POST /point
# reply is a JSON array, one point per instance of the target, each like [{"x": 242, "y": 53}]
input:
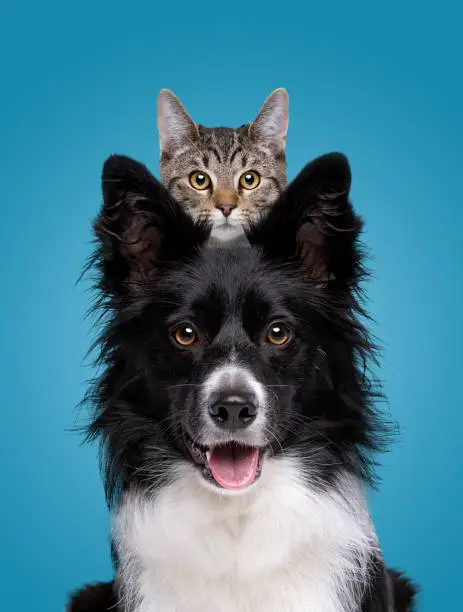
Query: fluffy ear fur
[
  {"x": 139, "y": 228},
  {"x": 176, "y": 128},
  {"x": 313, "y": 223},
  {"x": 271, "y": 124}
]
════════
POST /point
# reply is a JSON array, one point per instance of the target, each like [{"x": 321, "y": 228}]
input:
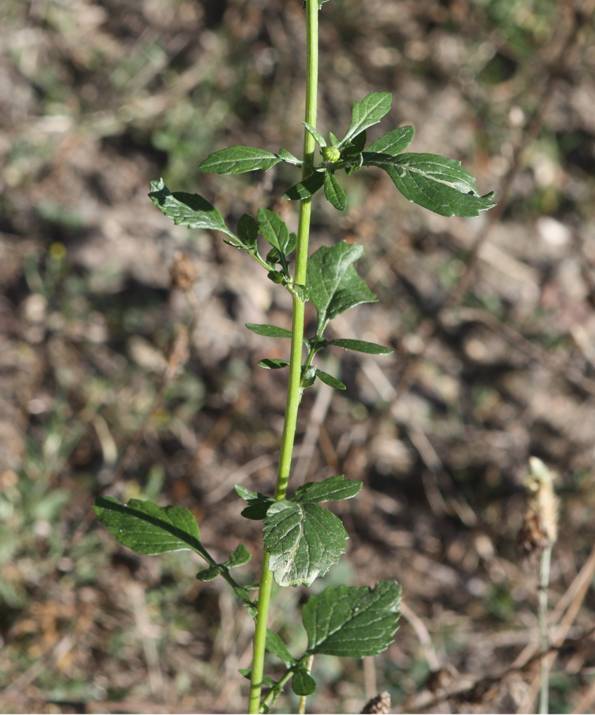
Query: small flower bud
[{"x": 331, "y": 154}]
════════
State how many lines in the material above contain the string "JSON", treating uppercase and lowercase as different, and give only that number.

2